> **Problem requirements**
In the poem below, where did they drive the Rev. Jones?

With faces much amazed,

Their faults exposed, their sins found out,

And all their guilt displayed.

He seems to have hit them very hard,

And put them to the rout,

For many a guilty one you know,

Has from the Church come out.

They thought that they had got a man

They could mould into their plans,

The same as they did the Rev. Jones,

Whom they drove to strangers’ lands.

But this one’s made of stauncher stuff,

He is all bone and muscle:

They can’t do what they like with him,

For he’s the best man in the tussle.

Their dog may bark, and want to fight,

With his barrels, taps, and spigots,

But his howl will be changed to a yell of pain

When we upset the Bigots.

Churchwarden H — with his grizzly face

And disagreeable growl,

Must change his song, and that ere long,

Or ‘twill finish in a howl.

The Quack must take a cooling draught

To soothe his fiery brain,

And a dose of Bell’s good wholesome stuff

To get him right again.

> **Records**
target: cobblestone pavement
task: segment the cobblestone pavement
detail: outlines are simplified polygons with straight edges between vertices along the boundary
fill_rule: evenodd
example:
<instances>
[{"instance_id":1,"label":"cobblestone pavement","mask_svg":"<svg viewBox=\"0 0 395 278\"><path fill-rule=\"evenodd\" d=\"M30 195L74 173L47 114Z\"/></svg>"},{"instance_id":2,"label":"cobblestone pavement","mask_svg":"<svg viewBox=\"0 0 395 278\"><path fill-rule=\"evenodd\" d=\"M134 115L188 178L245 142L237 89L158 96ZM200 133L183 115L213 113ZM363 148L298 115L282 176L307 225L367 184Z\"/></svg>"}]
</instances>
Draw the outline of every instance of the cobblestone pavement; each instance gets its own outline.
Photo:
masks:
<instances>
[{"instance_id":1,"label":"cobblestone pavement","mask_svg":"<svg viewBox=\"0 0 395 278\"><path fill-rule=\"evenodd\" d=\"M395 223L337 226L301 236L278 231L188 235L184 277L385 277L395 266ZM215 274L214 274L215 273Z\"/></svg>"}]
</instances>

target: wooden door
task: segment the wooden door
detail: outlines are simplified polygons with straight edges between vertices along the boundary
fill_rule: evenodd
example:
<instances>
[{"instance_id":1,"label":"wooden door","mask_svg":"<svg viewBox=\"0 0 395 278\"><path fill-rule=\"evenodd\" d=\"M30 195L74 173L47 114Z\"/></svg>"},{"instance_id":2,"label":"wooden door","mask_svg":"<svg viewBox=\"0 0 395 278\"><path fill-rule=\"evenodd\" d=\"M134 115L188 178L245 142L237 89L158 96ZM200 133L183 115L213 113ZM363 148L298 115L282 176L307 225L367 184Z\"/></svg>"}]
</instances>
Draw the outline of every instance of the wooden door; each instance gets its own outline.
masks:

> **Solution below**
To strangers' lands.